Task list.
1. Decide whether each statement agrees with the news report on President Khatami, answering yes or no and quoting the deciding words: (a) Khatami called off an emergency Cabinet meeting on Saturday; (b) hard-line clerics disqualified fewer than 1,000 liberal candidates; (c) the presidential aide described Khatami's back problem as a new one.
2. Write the next part of the news report on President Khatami, picking up after its final sentence.

Excerpted text.
BEGIN

TEHRAN, Iran -- President Mohammad Khatami, suffering severe back pain, called off an emergency Cabinet meeting Saturday that was to deal with Iran's deepening crisis over parliamentary elections.
Earlier in the day, the pro-reform president had suggested his government would not go ahead with the Feb. 20 vote, which he called undemocratic because hard-line Islamic clerics have disqualified more than 2,400 liberal candidates.
"My government will only hold competitive and free elections ... the parliament must represent the views of the majority and include all (political) tendencies," Khatami said, according to the official Islamic Republic News Agency.
Hours later, doctors confined Khatami to his home for treatment of what a senior presidential aide told The Associated Press was a longtime back problem exacerbated by stress.

END

Records drawn from a dataset:

BEGIN

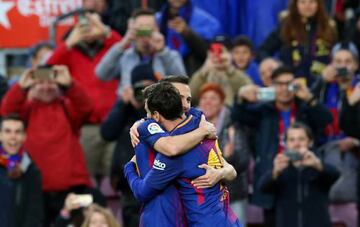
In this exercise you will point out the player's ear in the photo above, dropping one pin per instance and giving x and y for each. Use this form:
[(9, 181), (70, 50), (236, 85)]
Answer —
[(156, 116)]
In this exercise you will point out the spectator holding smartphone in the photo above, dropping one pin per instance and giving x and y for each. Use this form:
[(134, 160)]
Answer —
[(335, 89), (300, 182), (187, 29), (20, 187), (54, 111), (218, 68), (270, 119)]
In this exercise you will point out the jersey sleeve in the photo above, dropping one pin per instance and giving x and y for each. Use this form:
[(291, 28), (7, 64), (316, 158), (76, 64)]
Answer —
[(150, 131), (195, 112), (164, 171)]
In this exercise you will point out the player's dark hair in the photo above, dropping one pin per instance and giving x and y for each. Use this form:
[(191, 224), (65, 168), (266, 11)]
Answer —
[(299, 125), (165, 99), (147, 91), (12, 117), (176, 79)]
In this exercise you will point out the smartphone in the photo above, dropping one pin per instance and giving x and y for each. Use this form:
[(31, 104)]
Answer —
[(43, 73), (83, 20), (342, 72), (266, 94), (216, 49), (84, 200), (293, 155), (293, 87), (144, 32)]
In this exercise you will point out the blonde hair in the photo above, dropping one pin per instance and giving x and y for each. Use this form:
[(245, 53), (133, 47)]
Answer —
[(109, 217)]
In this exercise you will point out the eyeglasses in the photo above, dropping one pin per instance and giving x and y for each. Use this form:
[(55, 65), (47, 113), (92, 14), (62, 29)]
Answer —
[(282, 83)]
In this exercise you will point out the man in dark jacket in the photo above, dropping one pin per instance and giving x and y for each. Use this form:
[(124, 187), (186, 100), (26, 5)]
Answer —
[(270, 119), (300, 182), (20, 181)]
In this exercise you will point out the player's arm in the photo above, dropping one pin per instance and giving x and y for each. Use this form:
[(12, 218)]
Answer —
[(163, 172), (176, 145), (213, 176), (170, 146)]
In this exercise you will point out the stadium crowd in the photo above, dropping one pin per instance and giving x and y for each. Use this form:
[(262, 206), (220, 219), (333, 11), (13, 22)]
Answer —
[(283, 106)]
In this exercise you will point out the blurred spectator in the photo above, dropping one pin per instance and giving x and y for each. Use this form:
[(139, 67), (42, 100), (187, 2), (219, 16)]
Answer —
[(149, 47), (243, 55), (80, 52), (115, 128), (99, 217), (218, 69), (21, 199), (300, 182), (103, 8), (304, 38), (271, 119), (76, 208), (40, 53), (338, 81), (231, 142), (266, 68), (38, 56), (54, 109), (120, 11), (186, 28)]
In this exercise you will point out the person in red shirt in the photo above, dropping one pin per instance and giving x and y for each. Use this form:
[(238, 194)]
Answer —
[(54, 107), (81, 51)]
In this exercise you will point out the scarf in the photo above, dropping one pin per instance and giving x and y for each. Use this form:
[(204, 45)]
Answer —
[(286, 118), (333, 103), (174, 39), (11, 162)]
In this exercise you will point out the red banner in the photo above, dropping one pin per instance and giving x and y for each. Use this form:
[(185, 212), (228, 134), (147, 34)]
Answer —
[(26, 22)]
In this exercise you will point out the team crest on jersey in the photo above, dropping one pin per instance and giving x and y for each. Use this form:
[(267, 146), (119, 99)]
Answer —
[(159, 165), (154, 128)]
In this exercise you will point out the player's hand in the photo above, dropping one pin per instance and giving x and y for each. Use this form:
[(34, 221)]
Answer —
[(134, 134), (26, 79), (211, 177), (209, 128)]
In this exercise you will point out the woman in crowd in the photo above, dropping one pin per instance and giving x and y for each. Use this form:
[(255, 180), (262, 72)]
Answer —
[(304, 38), (99, 217)]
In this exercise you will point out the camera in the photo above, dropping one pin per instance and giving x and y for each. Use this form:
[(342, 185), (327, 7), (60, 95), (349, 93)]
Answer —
[(342, 72), (44, 73), (293, 155), (84, 200), (293, 87), (266, 94), (83, 20), (144, 32), (138, 88)]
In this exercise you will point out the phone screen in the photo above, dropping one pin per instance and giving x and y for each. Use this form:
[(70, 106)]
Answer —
[(44, 74)]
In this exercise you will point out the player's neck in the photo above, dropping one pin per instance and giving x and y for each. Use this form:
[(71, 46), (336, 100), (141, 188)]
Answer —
[(171, 124)]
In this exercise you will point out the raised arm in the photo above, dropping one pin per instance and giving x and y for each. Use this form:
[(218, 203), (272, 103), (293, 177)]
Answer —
[(164, 171), (176, 145)]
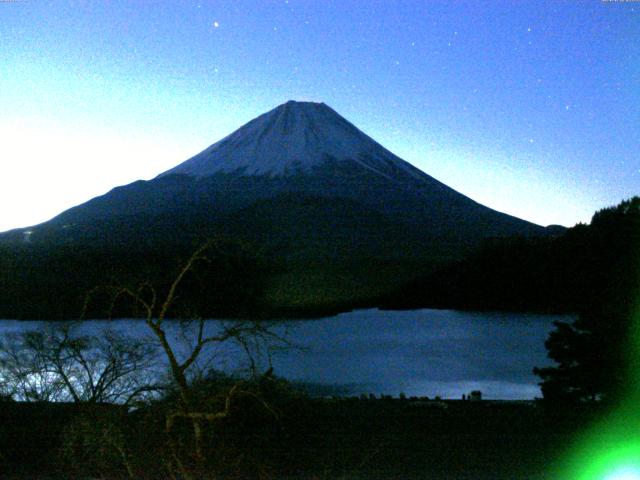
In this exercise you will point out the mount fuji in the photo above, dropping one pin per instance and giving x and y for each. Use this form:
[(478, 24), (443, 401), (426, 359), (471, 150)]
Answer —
[(297, 175), (338, 218)]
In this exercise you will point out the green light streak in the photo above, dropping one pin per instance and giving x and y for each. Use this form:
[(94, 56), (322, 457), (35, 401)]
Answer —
[(611, 449)]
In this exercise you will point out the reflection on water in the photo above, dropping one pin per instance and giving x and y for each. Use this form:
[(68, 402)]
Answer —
[(422, 352)]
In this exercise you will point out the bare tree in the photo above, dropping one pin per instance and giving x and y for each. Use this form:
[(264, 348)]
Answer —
[(59, 364), (250, 335)]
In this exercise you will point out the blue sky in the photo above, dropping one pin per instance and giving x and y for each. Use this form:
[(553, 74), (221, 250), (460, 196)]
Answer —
[(530, 107)]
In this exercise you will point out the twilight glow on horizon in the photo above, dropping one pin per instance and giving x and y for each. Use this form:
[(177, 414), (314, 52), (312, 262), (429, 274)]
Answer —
[(529, 107)]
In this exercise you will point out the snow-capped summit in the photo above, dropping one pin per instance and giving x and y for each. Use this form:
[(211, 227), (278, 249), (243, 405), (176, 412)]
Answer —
[(292, 138)]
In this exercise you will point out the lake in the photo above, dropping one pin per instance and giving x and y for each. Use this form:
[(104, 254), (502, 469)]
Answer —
[(426, 352)]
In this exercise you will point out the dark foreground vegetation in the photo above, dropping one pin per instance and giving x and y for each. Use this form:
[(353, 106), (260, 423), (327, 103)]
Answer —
[(200, 424), (296, 437)]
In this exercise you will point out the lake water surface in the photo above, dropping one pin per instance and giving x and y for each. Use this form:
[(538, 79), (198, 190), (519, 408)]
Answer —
[(423, 352)]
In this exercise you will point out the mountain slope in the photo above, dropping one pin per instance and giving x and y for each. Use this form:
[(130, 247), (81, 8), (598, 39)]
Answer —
[(335, 218), (299, 148)]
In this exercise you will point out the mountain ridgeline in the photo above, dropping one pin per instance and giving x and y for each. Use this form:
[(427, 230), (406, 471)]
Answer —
[(332, 218)]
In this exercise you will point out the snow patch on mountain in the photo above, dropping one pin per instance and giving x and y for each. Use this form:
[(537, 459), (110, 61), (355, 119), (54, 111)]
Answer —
[(293, 138)]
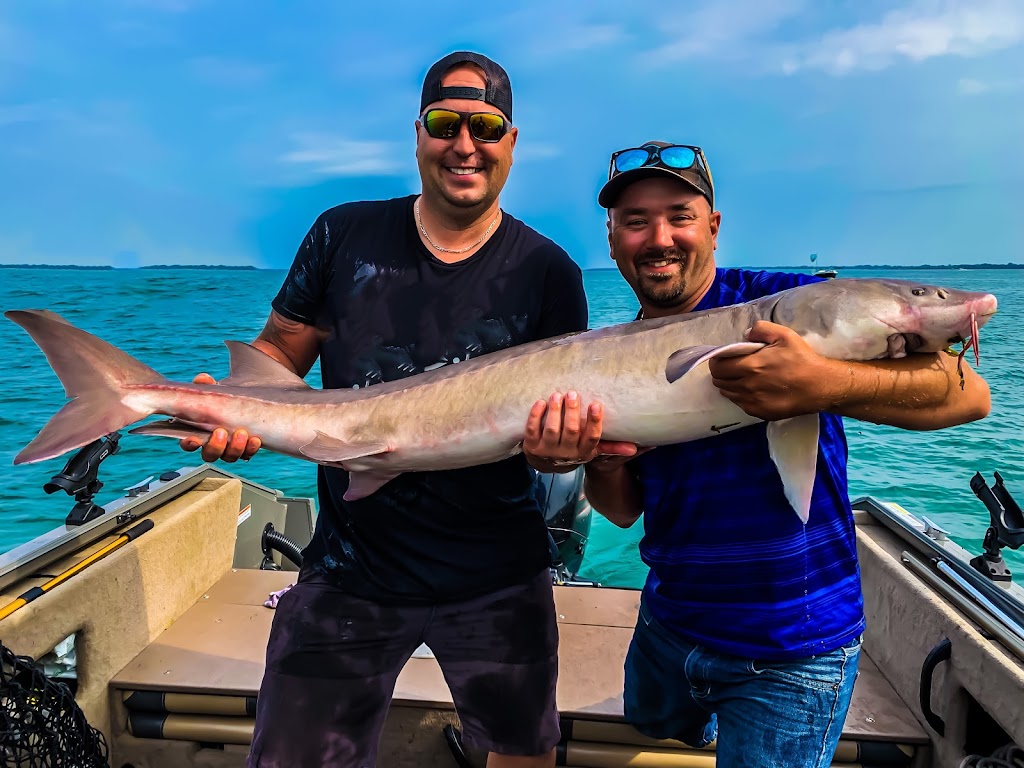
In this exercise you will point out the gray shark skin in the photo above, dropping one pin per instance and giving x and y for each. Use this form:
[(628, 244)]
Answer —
[(649, 375)]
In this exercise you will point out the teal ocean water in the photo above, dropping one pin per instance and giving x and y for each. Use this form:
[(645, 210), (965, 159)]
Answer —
[(176, 321)]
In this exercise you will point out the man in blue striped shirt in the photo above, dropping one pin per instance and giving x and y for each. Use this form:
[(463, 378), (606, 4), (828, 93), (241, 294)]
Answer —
[(750, 622)]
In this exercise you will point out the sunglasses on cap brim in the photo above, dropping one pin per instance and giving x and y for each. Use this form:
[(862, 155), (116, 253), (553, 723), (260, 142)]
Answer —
[(673, 157), (483, 126)]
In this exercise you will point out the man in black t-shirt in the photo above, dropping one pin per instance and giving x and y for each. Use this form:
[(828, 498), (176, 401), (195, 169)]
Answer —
[(458, 559)]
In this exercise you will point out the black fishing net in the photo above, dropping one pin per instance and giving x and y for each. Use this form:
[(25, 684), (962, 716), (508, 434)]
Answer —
[(41, 724)]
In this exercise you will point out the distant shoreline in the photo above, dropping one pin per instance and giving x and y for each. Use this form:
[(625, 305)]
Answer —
[(121, 268), (790, 267)]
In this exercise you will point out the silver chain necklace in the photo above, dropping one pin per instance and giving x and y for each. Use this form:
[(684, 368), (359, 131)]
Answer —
[(419, 222)]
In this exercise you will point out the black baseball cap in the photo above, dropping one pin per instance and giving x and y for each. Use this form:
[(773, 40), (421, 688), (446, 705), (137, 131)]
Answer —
[(696, 175), (498, 92)]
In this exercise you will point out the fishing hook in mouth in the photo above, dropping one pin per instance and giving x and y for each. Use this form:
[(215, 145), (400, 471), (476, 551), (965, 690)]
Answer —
[(972, 342)]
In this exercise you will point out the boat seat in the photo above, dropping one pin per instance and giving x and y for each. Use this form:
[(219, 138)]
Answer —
[(198, 681)]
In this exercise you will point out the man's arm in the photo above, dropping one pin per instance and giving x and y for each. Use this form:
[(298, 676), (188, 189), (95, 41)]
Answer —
[(612, 491), (787, 378), (295, 346)]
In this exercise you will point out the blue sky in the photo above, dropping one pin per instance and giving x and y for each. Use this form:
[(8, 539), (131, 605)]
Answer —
[(138, 132)]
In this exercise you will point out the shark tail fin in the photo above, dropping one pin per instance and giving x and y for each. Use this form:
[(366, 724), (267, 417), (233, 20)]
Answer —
[(95, 375)]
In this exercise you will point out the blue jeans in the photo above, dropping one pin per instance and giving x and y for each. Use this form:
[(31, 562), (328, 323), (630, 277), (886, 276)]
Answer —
[(779, 714)]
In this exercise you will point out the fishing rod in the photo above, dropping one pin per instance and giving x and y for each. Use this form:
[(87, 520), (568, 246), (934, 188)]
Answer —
[(36, 592)]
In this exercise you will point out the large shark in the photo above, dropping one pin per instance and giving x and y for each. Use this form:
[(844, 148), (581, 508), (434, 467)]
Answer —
[(650, 376)]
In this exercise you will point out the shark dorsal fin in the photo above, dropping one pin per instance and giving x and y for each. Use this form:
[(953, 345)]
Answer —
[(683, 360), (253, 368)]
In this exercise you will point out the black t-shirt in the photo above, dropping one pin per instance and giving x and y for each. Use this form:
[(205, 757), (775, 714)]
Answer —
[(391, 309)]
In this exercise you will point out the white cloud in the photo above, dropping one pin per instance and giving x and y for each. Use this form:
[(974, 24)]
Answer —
[(335, 156), (924, 30)]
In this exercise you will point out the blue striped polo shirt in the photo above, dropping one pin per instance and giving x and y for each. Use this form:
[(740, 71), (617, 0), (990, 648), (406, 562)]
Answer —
[(732, 567)]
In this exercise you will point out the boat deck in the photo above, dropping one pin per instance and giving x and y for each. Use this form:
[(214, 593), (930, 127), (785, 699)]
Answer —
[(216, 649)]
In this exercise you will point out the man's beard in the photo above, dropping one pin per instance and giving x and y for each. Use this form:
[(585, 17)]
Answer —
[(667, 291)]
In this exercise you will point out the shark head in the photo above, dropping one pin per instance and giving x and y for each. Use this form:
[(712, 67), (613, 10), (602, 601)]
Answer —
[(857, 318)]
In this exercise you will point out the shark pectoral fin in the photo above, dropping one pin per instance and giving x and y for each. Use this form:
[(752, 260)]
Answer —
[(793, 444), (327, 450), (254, 368), (683, 360), (361, 484), (171, 428)]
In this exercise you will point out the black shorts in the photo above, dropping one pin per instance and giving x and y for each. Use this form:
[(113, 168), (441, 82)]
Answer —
[(333, 660)]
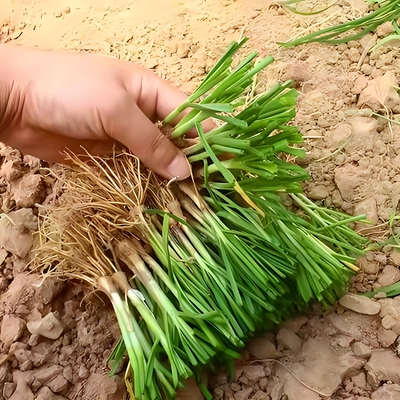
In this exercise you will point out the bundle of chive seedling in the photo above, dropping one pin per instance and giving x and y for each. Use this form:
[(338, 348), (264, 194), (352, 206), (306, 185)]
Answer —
[(195, 268), (386, 11)]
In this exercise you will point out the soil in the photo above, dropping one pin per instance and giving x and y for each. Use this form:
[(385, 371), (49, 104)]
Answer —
[(55, 336)]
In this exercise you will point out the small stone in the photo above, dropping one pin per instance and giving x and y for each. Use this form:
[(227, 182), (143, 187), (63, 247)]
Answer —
[(360, 304), (359, 380), (351, 323), (361, 350), (389, 275), (33, 340), (395, 256), (45, 375), (45, 393), (387, 392), (12, 328), (8, 389), (289, 339), (318, 192), (49, 327), (83, 372), (261, 348), (254, 373), (388, 322), (26, 366), (396, 329), (58, 384), (243, 394), (260, 395), (386, 337), (384, 365), (3, 255), (35, 385)]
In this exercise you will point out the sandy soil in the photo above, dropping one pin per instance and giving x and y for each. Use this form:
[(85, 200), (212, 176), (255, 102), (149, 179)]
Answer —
[(54, 342)]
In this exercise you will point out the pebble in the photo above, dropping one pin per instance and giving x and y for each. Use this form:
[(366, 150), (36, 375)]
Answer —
[(388, 322), (243, 394), (351, 323), (12, 328), (395, 257), (8, 389), (46, 394), (260, 395), (361, 350), (289, 340), (58, 384), (318, 192), (368, 266), (360, 304), (254, 373), (386, 337), (389, 275), (384, 365), (359, 380), (49, 327), (261, 348), (387, 392)]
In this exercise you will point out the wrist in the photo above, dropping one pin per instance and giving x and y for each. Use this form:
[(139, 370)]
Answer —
[(9, 98)]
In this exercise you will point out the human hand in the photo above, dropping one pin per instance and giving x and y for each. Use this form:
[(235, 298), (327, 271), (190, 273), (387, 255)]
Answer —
[(50, 102)]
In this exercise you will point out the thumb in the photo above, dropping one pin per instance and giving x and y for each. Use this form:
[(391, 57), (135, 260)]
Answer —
[(133, 129)]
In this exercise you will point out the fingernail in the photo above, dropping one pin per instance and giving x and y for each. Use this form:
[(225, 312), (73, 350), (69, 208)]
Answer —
[(179, 168)]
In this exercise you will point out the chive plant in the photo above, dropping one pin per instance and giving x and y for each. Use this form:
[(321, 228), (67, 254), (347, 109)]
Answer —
[(195, 268), (387, 11)]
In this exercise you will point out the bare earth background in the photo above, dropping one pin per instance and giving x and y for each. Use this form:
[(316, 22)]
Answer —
[(352, 156)]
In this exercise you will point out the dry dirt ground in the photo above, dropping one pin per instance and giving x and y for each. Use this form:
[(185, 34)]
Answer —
[(54, 343)]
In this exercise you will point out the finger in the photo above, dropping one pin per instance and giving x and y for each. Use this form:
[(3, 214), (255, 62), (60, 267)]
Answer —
[(157, 98), (133, 129)]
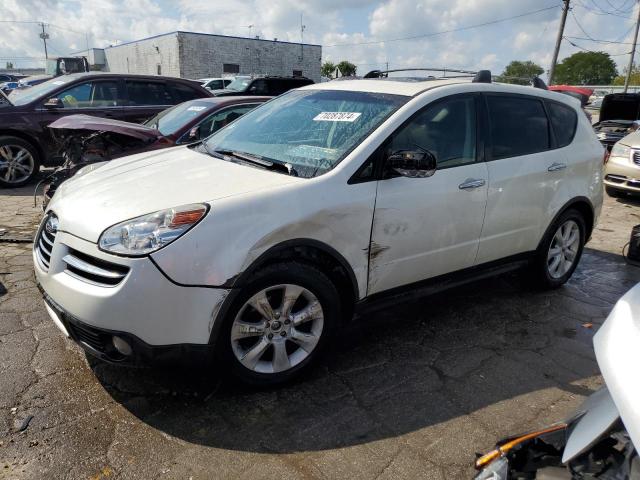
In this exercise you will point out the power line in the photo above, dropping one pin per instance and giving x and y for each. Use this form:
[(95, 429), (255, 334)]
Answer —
[(433, 34), (592, 51)]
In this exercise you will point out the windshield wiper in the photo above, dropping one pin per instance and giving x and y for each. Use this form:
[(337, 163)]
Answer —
[(260, 161)]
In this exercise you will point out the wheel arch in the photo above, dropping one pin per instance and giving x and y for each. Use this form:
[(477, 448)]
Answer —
[(302, 250), (582, 205), (8, 132)]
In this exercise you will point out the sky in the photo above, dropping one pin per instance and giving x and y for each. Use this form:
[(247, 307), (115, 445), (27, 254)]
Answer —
[(365, 32)]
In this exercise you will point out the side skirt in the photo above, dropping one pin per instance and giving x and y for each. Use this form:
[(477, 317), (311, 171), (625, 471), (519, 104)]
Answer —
[(440, 283)]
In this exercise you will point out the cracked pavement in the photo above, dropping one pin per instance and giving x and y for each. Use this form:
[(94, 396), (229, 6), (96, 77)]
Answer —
[(412, 391)]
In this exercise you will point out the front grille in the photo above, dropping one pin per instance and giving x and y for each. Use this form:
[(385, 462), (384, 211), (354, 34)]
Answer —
[(45, 240), (93, 270)]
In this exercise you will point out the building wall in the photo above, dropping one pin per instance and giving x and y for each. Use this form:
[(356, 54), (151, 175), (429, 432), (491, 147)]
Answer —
[(143, 57), (204, 55)]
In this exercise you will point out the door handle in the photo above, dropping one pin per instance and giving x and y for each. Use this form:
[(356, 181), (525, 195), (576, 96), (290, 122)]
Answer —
[(555, 166), (471, 183)]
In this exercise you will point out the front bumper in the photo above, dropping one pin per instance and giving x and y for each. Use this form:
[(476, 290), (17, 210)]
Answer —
[(622, 173), (144, 305)]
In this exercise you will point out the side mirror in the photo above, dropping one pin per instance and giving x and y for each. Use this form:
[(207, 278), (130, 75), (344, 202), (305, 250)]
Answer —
[(53, 103), (412, 163)]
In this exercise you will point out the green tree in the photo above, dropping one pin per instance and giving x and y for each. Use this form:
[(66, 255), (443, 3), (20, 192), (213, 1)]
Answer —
[(634, 79), (347, 69), (328, 69), (586, 68), (520, 72)]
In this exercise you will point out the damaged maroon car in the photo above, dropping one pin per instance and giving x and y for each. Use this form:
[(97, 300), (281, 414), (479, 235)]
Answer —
[(86, 140)]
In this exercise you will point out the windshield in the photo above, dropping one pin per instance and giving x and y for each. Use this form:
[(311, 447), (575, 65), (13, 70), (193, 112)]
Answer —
[(28, 95), (240, 84), (173, 119), (311, 130)]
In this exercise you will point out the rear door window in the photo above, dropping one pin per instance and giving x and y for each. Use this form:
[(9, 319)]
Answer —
[(519, 126), (564, 121), (90, 95), (148, 93)]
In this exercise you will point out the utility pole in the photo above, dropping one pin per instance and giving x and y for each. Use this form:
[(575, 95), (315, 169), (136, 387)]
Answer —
[(556, 51), (44, 36), (633, 53)]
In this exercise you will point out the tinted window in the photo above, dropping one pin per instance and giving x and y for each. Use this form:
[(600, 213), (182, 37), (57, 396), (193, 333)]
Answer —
[(447, 129), (182, 93), (90, 95), (519, 126), (563, 121), (148, 93)]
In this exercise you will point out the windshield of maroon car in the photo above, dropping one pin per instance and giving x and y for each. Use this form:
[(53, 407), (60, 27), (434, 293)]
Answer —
[(240, 84), (175, 118), (311, 130), (28, 95)]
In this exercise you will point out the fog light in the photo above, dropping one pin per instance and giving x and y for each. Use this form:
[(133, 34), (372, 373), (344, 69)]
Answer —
[(121, 345)]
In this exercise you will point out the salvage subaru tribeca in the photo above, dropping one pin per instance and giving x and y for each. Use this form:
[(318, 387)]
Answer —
[(252, 247)]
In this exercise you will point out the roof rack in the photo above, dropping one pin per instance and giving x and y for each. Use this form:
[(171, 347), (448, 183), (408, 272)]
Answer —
[(481, 76)]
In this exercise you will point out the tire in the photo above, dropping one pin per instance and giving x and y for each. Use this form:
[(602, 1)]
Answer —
[(19, 162), (613, 192), (253, 342), (551, 270)]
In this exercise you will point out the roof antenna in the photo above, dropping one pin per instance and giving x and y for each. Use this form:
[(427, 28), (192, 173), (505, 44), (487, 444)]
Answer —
[(483, 76), (537, 82)]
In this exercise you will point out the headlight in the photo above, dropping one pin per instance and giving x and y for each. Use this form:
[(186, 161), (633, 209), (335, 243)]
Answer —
[(620, 150), (148, 233)]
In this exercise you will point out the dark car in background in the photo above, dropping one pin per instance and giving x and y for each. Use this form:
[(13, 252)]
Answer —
[(619, 116), (25, 140), (86, 140), (271, 86)]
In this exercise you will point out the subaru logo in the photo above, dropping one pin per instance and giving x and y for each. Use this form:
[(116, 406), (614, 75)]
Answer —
[(52, 225)]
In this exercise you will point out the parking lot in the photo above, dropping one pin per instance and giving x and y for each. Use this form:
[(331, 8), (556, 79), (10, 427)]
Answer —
[(409, 392)]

END

Answers by task.
1.
(a) Yes: "called off an emergency Cabinet meeting Saturday"
(b) No: "have disqualified more than 2,400 liberal candidates"
(c) No: "a longtime back problem exacerbated by stress"

2.
Iran's main reformist party was swift to emphasize that the president's ailment would not slow its moves to protest a vote it considers a sham. The Islamic Iran Participation Front has called a meeting Monday and is expected to announce a boycott of the polls.
Nearly all of the Front's candidates have been barred from running in the election -- some of them sitting lawmakers, including party chief and deputy speaker of parliament Mohammad Reza Khatami, also the president's brother.
The furor over the vote -- Iran's biggest political crisis in years -- started when the 12 clerics of the unelected but powerful Governing Council disqualified more than 3,600 of the 8,200 people who filed papers to stand for election.
After reformists' complaints, the council relented and announced the restoration of 1,160 lower-profile candidates late Friday, the deadline for appeals or other changes to the ballot. But the 2,400 prominent reformist politicians and party leaders are still disqualified.
The Guardian Council claims the barred candidates lacked the criteria to stand for office, even 80 already in parliament. Only Iran's supreme leader Ayatollah Ali Khamenei, who hand-picks most of the clerics on the council, can overrule its decisions.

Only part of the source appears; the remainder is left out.